*WRITTEN TASK 1:*
For each statement (a), (b) and (c), decide whether it agrees with the biography of David Joseph Smith. Answer yes or no, and quote the words of the biography that settle it: (a) Smith founded Sequential Circuits in 1974. (b) MIDI was introduced at the Winter NAMM Show in 1985. (c) Smith was named a Fellow of the AES in 1987.
*WRITTEN TASK 2:*
According to the biography of David Joseph Smith, which two instruments were connected when MIDI was introduced at the Winter NAMM Show?
*WRITTEN TASK 3:*
Pick up the biography of David Joseph Smith after its final sentence and carry it on.

*PAGE EXTRACT:*

David Joseph Smith (April 2, 1950 – May 31, 2022) was an American engineer and founder of the synthesizer company Sequential. Smith created the first polyphonic synthesizer with fully programmable memory, the Prophet-5, which had a major impact on the music industry. He also led the development of MIDI, a standard interface protocol for synchronizing electronic instruments and audio equipment. 

In 2005, Smith was inducted into the Mix Foundation TECnology (Technical Excellence and Creativity) Hall of Fame for the MIDI specification. In 2013, he and the Japanese businessman Ikutaro Kakehashi received a Technical Grammy Award for their contributions to the development of MIDI.

Career 
Smith was born on April 2, 1950 in San Francisco. He had degrees in both Computer Science and Electronic Engineering from UC Berkeley.

Sequential Circuits and Prophet-5 
He purchased a Minimoog in 1972 and later built his own analog sequencer, founding Sequential Circuits in 1974 and advertising his product for sale in Rolling Stone. By 1977 he was working at Sequential full-time, and later that year he designed the Prophet 5, the world's first microprocessor-based musical instrument and also the first programmable polyphonic synth, an innovation that marked a crucial step forward in synthesizer design and functionality. Sequential went on to become one of the most successful music synthesizer manufacturers of the time.

MIDI 
In 1981 Smith set out to create a standard protocol for communication between electronic musical instruments from different manufacturers worldwide. He presented a paper outlining the idea of a Universal Synthesizer Interface (USI) to the Audio Engineering Society (AES) in 1981 after meetings with Tom Oberheim and Roland founder Ikutaro Kakehashi. After some enhancements and revisions, the new standard was introduced as "Musical Instrument Digital Interface" (MIDI) at the Winter NAMM Show in 1983, when a Sequential Circuits Prophet-600 was successfully connected to a Roland Jupiter-6. In 1987 he was named a Fellow of the AES for his continuing work in the area of music synthesis. 

In 2005, Smith was inducted into the Mix Foundation TECnology (Technical Excellence and Creativity) Hall of Fame for the MIDI specification. In 2013, he and the Japanese businessman Ikutaro Kakehashi, the president of Roland Corporation, received a Technical Grammy Award for their contributions to the development of MIDI. In 2022, the Guardian wrote that MIDI remained as important to music as USB was to computing, and represented "a crucial value system of cooperation and mutual benefit, one all but thrown out by today’s major tech companies in favour of captive markets". As of 2022, Smith's original MIDI design was still in use.

*INFORMATION SUPPLIED:*
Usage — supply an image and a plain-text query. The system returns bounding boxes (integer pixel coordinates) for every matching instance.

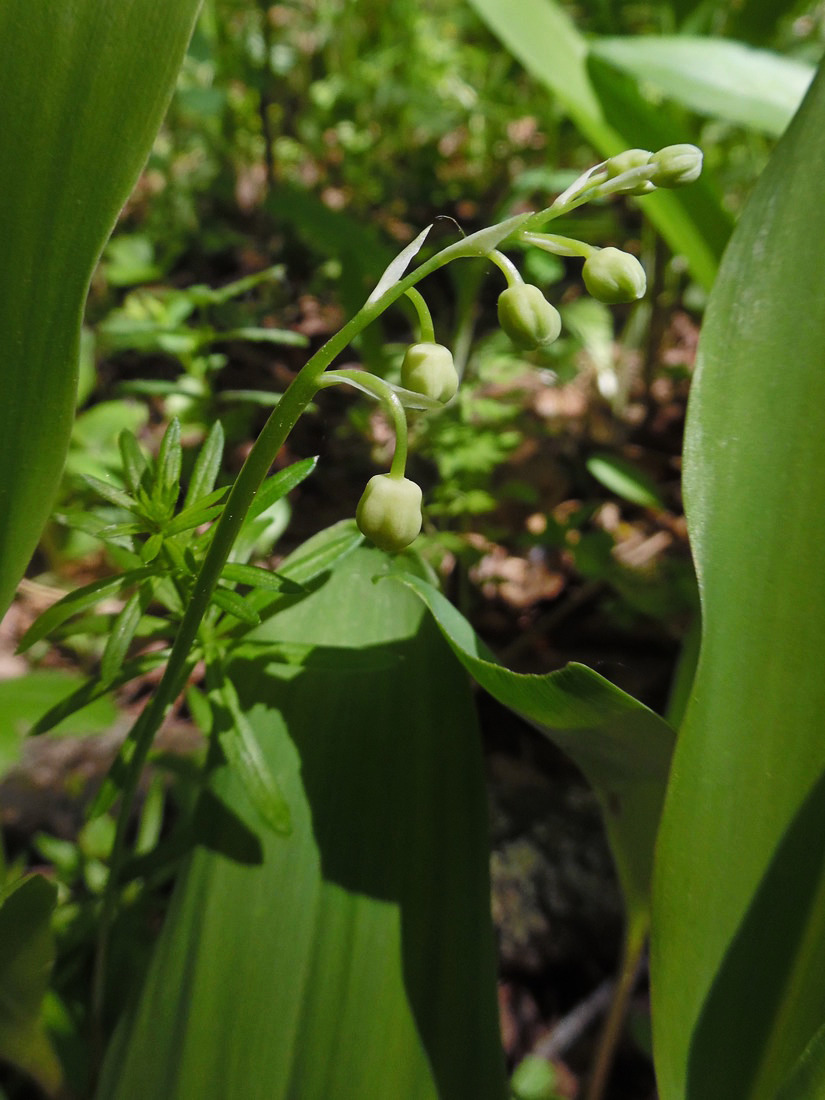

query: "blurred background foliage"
[0,0,825,1095]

*TASK ANSWER 1:*
(a) Yes: "founding Sequential Circuits in 1974"
(b) No: "at the Winter NAMM Show in 1983"
(c) Yes: "In 1987 he was named a Fellow of the AES"

*TASK ANSWER 2:*
A Sequential Circuits Prophet-600 and a Roland Jupiter-6.

*TASK ANSWER 3:*
Yamaha, Korg and Seer 
After Sequential, Smith was President of DSD, Inc, a Research and Development Division of Yamaha, where he worked on physical modeling synthesis and software synthesizer concepts. In May 1989 he started the Korg R&D group in California, which went on to produce the innovative and commercially successful Wavestation synthesizer and other technology.

Smith went on to serve as president at Seer Systems and developed the world's first software based synthesizer running on a PC. This synth, commissioned by Intel, was demonstrated by Andy Grove in a Comdex keynote speech in 1994. The second generation of this software synthesizer sold over 10 million copies, as a result of being licensed to Creative Labs in 1996; it was responsible for 32 of the 64 voices in Creative Labs' AWE 64 line of soundcards.

The third generation of Smith's software synthesizer, renamed Reality, was released in 1997. Smith was both the lead engineer on Reality, and wrote all the low-level optimized floating point synthesis code. Reality was the recipient of a 1998 Editors' Choice Award, and earned Electronic Musician Magazine'''s highest possible rating.

 Dave Smith Instruments and return to Sequential 
In 2002, Smith launched Dave Smith Instruments, a manufacturer of electronic musical instruments. In 2015, Smith regained the rights to the Sequential name from Yamaha, and released the Prophet-6 under that name. Dave Smith Instruments rebranded as Sequential in 2018.

Personal life
Smith was born in San Francisco, California, to Peter B. Smith and Lucretia Papagni Smith. His father was also a San Francisco native. His mother's family came from Italian grape growers and winemakers who had immigrated to Fresno. He had five siblings. Smith's father died in 1972, and his mother died in 2021.

After college studies in Berkeley, Smith lived and worked in San Jose in the 1970s. He was physically active, competing in the Ironman World Championship in Hawaii, and hiking tall mountains with his friend Roger Linn—another synth pioneer. Smith married Denise White, and in 1988 they moved to St. Helena, California. They had two children, Haley and Campbell.

Smith died of a heart attack on May 31, 2022, at the age of 72, in Detroit, Michigan, where he was attending the Movement electronic festival.

Awards
 2015: SEAMUS Award
 January 2013: Technical Grammy (along with Ikutaro Kakehashi) for the creation of MIDI.
 September 2012: Keyboard Magazine Hall of Fame
 September 2005: Induction into the TECnology (Technical Excellence and Creativity) Hall of Fame at the AES show by Mix Foundation.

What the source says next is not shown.